• Work item:
Transcribe each entry in full, and leave the images out.

(Text-to-region grounding data)
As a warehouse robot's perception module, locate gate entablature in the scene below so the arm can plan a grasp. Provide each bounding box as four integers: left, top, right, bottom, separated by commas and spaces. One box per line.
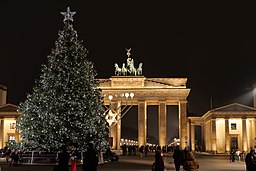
98, 77, 190, 105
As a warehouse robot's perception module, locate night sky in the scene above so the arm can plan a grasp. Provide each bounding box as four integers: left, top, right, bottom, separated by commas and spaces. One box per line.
1, 1, 256, 141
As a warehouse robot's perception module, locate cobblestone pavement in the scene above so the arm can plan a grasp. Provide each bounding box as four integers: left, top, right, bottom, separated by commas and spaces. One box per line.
0, 152, 246, 171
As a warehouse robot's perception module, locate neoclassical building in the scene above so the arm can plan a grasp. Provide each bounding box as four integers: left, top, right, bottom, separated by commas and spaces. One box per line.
0, 85, 20, 148
189, 103, 256, 153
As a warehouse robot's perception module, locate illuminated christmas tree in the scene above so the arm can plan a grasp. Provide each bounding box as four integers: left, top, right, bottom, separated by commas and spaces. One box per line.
16, 7, 109, 151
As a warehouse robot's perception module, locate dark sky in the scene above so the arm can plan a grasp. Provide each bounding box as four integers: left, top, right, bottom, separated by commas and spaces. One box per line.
1, 1, 256, 118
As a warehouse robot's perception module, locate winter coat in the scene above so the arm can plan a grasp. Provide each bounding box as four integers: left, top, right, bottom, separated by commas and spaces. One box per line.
183, 152, 199, 171
173, 148, 185, 165
56, 151, 70, 171
152, 152, 164, 171
83, 148, 98, 171
245, 150, 256, 171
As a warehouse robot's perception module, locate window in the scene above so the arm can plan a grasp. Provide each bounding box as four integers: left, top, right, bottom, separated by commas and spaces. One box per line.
9, 136, 15, 141
231, 123, 237, 130
10, 123, 16, 129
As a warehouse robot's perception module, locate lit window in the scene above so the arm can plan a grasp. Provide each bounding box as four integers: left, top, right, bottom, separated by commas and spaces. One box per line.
10, 123, 16, 129
231, 123, 237, 130
9, 136, 15, 141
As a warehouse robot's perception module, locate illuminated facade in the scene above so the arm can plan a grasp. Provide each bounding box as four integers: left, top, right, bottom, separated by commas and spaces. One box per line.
0, 85, 20, 148
189, 103, 256, 153
99, 76, 190, 150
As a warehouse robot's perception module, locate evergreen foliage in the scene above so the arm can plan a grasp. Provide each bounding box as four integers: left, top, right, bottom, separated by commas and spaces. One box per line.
16, 18, 109, 151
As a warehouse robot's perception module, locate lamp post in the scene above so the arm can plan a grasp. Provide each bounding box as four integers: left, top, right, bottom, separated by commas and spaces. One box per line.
104, 92, 134, 150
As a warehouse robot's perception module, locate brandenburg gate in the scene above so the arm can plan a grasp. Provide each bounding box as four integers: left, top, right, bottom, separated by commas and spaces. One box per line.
98, 49, 191, 150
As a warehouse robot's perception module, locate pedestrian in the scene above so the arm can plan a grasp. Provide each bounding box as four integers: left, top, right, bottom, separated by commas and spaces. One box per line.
3, 146, 11, 162
70, 143, 79, 171
245, 149, 256, 171
236, 149, 241, 161
183, 152, 199, 171
55, 145, 70, 171
145, 145, 149, 157
230, 150, 235, 162
122, 144, 127, 156
139, 145, 144, 157
105, 147, 112, 162
173, 145, 184, 171
152, 151, 164, 171
9, 149, 19, 167
128, 145, 132, 156
82, 142, 98, 171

• Response to the task:
As a warehouse robot's perception module, locate gate entablature in the scene below so the arm can plan a grasp. Provide each bounding box as four integers: left, top, right, bottom, separated by commas and spaces. One box per line.
98, 77, 190, 105
As a warehouse robot's perception module, locate night sky in the scene above so the arm can plan a grasp. Provide each bounding box as four integers: left, top, right, bottom, separated by commas and spaces. One box per line.
1, 1, 256, 141
As a warehouse robot's perception module, locate cobblestone pavement in the scene above so the arm can plan a grasp. Provide each bounding box as four integers: left, top, right, bottom, separated by commas and spaces. One box per line.
0, 152, 246, 171
As a warehouse robot's perception module, locate neoclassical building in the scene above so the arm can plan a grasp. Provide each bounding box as four integers: left, top, right, bottom, separated by commas and spaces. One box per line.
0, 85, 20, 148
189, 103, 256, 153
As a warehouse robot's perception module, locate illuminated christmas tree in the scene above so the arm can plan a grasp. Provide each bounding box as four integers: left, top, right, bottom, separated by commas and spaces. One box per line.
16, 7, 109, 151
As a warehouse robot's perception module, locate dark sky in the scene above so the arm can plan a grasp. Provide each bounding box as four integers: left, top, right, bottom, separated by commas and spaces. One box per line.
1, 1, 256, 118
As a warehouse robot's perception module, locate winter coat in the scene above so the arm can plan a grasp. Provide each bounding box as four integers: left, top, right, bottom, separated by commas and spaces. One box per line.
183, 152, 199, 171
173, 148, 185, 165
56, 151, 70, 171
152, 152, 164, 171
83, 148, 98, 171
245, 150, 256, 171
As a warehouse robot's perception module, locate window in the scene above so the arm can plan a grasp. Provide each bounding box as four integers: left, top, right, bottom, separated by commas and spaces. One box per line.
9, 136, 15, 141
231, 123, 237, 130
10, 123, 16, 129
As a warehouse robot's perception module, locate lit window in the scene above so the arm can plan a grasp. Provide each bounding box as four integers: left, top, right, bottom, separated by commas and spaces. One box per line.
10, 123, 16, 129
231, 123, 237, 130
9, 136, 15, 141
As a warehouse robot's perception module, locate illuminated facade in the scene above so the arm can plan a grasp. Provide each bounding box as four integers: left, top, right, bottom, separated by commas and spaces. One box per line.
0, 85, 20, 148
189, 103, 256, 153
99, 76, 190, 150
As a warehouse robot's perception module, locate evergreen foliage in the scene above so the arm can plan a grasp. Provide each bounding box as four integers: left, top, right, bottom, separated by commas and spaces. One box per line.
16, 18, 109, 151
As a warehouse robot's perception module, locate lamp post in the scene above so the arm can plan a grasp. Provide each bounding box as four integers: left, top, right, bottom, separated by commas and spaces. One box per line.
104, 92, 134, 150
As a warehouse robot's perception module, locate brandenburg gate in the scene above so the arm can plan a grasp. Provide each bounding box as four integers: left, top, right, bottom, separated by commas and spaces. One box per line.
98, 49, 191, 150
As a warehouse robot's perception module, locate pedestrian in the scene above so the arm can plan a grasp. Provide each bounding box as four integers: left, top, right, bottom, separated by commas and spaces. One box per line.
3, 146, 11, 162
70, 143, 79, 171
245, 149, 256, 171
236, 149, 241, 161
183, 152, 199, 171
55, 145, 70, 171
145, 145, 149, 157
230, 150, 235, 162
122, 144, 127, 156
139, 145, 144, 157
105, 147, 112, 162
173, 145, 184, 171
152, 151, 164, 171
9, 149, 19, 167
128, 145, 132, 156
82, 142, 98, 171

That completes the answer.